- Instructions to follow
Where an entry holds an image, leave the image out; otherwise reproduce the entry exactly.

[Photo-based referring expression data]
+ + +

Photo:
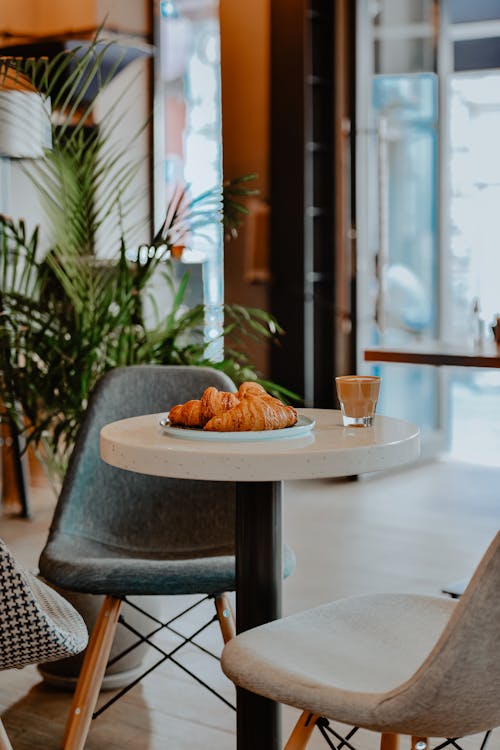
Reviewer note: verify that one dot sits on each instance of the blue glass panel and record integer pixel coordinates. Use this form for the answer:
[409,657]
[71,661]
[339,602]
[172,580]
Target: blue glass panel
[405,160]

+ + +

- Solution to the exercise
Photo:
Reviewer note: verify that one dot sits on each instance of the blue glass panel and record integer pixel coordinates. Use this form for the answer:
[409,657]
[71,661]
[339,602]
[172,580]
Target: blue glass panel
[405,160]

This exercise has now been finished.